Excerpt to read
————
Federal court decides to grant witnesses full access to executions

Monika Fidler | Newsgathering | News | November 7, 2012

A federal judge in Harrisburg, Pa., ruled Tuesday that a protocol limiting the ability of witnesses to see and hear all phases of an execution violates the First Amendment-based right of public access to judicial proceedings.

The court in Philadelphia Inquirer v. Wetzel ruled that because historically witnesses have been permitted full access to executions and such access would not jeopardize the safety of lethal injection administrators, all phases of execution procedures must be accessible to the public.

“There is a long history of complete public access to the entirety of executions that establishes a First Amendment right for witnesses nowadays to see the executions from start to finish," said attorney Stephen Shapiro, who along with attorneys for the ACLU of Pennsylvania represents two newpapers who challenged the partial closure.

The Pennsylvania Department of Corrections protocol required that a curtain between the injection chamber and the witness observation room be closed during certain phases of the execution process, specifically when the inmate first enters the chamber and is prepared for the execution, during a consciousness check after the administration of the first drug, and during the coroner’s examination of the inmate following the administration of the final two lethal injection drugs.

The Philadelphia Inquirer and The (Harrisburg) Patriot-News filed a lawsuit seeking the right to see and hear the entire execution process from start to finish without any curtain drawn. The plaintiffs argued that the press should be allowed to observe and report on the details of the execution process, such as if the inmate experiences any pain, statements made by the inmate, and any complications resulting from the administration of the drugs.

Chief Judge Yvette Kane applied the "history and logic" test established by the U.S. Supreme Court in determining whether there is a presumption of access to such proceedings. She observed that, “historical practice in Pennsylvania indicates that the public and press have traditionally enjoyed a right of access to executions. Even after Pennsylvania abolished public hangings [in 1834], witnesses were still invited to view the entirety of the hanging.”
————
Problem to work on
Continue the news article about the federal ruling on witness access to executions, starting after its last sentence.

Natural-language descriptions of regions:
————
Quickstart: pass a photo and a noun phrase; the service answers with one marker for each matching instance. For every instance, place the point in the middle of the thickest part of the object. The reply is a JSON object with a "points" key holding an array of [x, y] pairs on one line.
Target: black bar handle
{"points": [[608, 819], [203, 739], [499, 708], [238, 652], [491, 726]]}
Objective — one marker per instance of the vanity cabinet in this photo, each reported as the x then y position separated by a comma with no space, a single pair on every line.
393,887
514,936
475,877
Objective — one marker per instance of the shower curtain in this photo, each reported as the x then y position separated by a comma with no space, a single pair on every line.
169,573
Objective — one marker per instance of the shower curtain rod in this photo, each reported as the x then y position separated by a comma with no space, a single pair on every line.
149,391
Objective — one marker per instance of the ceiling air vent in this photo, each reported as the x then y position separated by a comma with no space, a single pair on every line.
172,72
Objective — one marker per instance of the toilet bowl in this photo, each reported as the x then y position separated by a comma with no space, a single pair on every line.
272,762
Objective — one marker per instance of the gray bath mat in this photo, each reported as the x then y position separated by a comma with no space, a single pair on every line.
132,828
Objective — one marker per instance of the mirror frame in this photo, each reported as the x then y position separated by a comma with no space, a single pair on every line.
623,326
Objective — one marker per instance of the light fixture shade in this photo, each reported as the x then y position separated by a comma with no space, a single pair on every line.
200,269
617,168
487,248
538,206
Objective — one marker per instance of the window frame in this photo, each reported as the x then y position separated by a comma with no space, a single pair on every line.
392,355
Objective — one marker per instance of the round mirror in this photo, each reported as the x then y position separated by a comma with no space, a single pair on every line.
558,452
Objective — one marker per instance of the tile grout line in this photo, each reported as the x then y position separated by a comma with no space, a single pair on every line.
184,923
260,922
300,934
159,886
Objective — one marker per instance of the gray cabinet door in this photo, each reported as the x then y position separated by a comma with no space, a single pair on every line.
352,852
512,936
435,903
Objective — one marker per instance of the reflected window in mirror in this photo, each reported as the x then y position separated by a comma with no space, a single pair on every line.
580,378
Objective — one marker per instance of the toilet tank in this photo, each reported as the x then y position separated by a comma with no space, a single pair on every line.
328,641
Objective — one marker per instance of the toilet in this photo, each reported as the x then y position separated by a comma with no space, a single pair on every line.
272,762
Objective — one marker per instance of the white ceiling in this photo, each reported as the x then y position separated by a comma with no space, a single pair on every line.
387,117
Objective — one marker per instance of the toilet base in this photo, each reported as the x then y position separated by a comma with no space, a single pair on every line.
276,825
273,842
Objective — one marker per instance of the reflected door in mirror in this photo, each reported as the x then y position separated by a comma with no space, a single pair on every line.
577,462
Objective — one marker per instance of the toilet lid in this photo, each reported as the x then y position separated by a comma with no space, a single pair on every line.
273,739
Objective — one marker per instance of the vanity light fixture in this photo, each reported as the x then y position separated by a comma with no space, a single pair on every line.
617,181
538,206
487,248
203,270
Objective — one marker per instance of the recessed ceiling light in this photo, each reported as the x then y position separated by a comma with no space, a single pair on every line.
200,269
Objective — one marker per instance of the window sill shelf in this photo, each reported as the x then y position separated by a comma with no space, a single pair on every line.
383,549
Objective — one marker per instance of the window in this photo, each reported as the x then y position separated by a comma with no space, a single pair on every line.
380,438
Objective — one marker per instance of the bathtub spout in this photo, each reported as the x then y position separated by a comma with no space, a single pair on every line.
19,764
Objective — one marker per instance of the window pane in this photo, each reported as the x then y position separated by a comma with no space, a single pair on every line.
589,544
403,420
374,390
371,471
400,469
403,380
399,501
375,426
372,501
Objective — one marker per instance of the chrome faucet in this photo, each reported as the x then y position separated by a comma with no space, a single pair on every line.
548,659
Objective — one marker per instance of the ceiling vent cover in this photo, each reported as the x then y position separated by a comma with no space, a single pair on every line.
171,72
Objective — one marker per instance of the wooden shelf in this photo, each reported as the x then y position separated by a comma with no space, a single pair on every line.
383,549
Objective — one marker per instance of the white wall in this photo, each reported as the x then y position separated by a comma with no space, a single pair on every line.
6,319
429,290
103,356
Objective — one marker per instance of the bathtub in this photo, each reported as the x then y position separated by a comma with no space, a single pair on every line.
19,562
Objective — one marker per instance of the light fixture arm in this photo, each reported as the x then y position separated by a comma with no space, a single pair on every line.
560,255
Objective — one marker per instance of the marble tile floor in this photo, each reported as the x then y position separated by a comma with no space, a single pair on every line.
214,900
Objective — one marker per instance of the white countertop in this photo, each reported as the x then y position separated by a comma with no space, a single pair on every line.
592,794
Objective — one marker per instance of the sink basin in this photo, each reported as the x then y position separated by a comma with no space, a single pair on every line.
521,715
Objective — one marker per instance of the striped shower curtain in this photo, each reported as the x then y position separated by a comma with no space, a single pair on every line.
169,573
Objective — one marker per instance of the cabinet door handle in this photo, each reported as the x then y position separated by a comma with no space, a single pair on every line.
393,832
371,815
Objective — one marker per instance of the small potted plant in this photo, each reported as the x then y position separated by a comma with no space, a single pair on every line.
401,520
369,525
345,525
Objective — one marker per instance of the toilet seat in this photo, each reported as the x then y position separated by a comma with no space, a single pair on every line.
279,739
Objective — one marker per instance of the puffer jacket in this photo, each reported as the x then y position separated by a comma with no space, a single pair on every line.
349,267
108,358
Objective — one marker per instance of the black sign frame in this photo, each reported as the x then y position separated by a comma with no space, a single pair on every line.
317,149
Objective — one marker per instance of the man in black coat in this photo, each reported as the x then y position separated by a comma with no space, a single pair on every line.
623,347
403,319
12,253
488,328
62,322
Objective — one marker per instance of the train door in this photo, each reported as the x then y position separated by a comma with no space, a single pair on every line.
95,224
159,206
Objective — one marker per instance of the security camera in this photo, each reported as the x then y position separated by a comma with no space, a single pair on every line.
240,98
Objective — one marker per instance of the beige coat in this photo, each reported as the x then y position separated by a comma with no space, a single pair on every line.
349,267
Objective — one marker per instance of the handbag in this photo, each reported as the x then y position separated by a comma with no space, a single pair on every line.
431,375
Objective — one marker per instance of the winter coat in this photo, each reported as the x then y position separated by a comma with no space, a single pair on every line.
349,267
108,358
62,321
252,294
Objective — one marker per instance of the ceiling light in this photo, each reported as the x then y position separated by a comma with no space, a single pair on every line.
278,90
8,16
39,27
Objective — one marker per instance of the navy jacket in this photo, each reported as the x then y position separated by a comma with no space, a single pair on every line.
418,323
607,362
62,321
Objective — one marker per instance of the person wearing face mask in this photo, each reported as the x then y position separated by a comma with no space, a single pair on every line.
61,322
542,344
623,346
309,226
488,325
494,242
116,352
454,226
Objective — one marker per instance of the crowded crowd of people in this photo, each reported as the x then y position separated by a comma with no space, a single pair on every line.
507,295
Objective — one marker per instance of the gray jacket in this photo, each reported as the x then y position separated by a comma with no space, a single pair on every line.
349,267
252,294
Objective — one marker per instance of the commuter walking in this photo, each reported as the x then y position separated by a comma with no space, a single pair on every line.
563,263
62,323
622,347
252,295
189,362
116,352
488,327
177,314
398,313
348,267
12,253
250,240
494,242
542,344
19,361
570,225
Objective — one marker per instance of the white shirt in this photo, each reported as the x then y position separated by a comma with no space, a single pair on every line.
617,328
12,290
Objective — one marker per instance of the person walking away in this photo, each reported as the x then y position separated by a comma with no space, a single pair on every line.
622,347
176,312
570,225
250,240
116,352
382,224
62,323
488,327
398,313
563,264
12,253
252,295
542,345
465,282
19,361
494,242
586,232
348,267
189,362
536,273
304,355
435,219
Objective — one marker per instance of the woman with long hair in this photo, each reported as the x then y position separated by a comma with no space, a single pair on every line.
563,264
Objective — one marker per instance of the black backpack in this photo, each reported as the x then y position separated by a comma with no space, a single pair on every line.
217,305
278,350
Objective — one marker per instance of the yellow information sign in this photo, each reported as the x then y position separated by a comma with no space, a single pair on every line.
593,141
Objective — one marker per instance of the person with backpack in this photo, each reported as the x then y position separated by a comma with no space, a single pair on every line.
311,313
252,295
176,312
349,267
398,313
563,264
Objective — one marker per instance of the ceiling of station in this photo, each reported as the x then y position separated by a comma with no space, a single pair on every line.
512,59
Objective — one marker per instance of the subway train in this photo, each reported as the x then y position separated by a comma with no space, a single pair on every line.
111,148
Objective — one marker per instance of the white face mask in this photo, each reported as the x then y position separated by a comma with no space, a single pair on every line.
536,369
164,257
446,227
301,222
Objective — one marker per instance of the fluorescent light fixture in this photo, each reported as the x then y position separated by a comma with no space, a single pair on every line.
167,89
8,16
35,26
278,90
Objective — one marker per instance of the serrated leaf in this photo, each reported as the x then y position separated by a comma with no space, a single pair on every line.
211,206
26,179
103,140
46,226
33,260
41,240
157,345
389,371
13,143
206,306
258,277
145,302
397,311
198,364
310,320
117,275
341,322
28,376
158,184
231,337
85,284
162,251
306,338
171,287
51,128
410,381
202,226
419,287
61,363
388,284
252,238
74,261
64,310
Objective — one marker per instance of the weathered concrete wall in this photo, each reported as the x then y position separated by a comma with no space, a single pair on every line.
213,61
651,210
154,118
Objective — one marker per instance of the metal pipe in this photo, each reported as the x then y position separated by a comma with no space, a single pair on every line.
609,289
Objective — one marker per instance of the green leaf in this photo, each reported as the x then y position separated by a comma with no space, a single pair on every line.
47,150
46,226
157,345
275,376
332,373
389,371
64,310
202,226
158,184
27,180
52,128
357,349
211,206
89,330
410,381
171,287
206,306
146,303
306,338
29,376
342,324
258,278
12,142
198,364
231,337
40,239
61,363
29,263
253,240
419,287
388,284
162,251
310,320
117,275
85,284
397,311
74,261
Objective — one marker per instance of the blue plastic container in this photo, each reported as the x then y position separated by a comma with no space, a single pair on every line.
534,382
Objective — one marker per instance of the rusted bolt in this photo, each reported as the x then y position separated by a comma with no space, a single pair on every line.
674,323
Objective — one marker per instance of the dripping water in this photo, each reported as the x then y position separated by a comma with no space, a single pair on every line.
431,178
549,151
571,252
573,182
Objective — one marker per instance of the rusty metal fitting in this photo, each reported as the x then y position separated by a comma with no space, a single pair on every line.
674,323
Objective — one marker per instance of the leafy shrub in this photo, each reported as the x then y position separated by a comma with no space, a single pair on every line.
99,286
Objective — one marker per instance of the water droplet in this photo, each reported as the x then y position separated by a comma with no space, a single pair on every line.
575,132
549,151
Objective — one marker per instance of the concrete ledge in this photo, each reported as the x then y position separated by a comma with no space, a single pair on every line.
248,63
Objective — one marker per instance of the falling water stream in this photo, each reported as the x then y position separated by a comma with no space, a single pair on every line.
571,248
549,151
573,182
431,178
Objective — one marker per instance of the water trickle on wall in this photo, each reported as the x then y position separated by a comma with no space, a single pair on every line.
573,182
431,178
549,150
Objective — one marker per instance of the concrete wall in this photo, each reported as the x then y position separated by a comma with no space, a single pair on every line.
————
Written reply
Regarding the “logic” part of the test, she found that permitting the press full access to the entire execution contributes to the proper functioning of the execution process. According to the court’s opinion, “allowing the press to report on the entire method of execution may promote a more informed discussion of the death penalty. . . . it may promote the public perception of fairness and transparency concerning the death penalty [and] provide significant community therapeutic value, as well as expose the execution process to public scrutiny.”

The court rejected the argument by the Department of Corrections that the safety of the personnel who administer the lethal injections could be compromised because they could be retaliated against if anyone found out who they were. “The judge said that was a legitimate concern, but there is no evidence that in the past this ever happened to anyone. It’s completely speculative,” said Shapiro. He also noted that there are steps that the lethal injection team could do to conceal their identities, such as wearing surgical gear.

Additionally, full access to executions will allow for a more thorough evaluation of how Pennsylvania’s lethal injection procedures comport with evolving constitutional standards. Condemned inmates have challenged the constitutionality of state lethal injection protocols, concerned that the potential failure of state agencies to properly follow their lethal injection protocols will lead to severe pain during the execution process. This would violate the Eighth Amendment’s prohibition on cruel and unusual punishment. According to the court, allowing the press to witness the entire execution process contributes to the proper functioning of the execution process by opening up an informed discussion about the Commonwealth’s lethal injection procedures.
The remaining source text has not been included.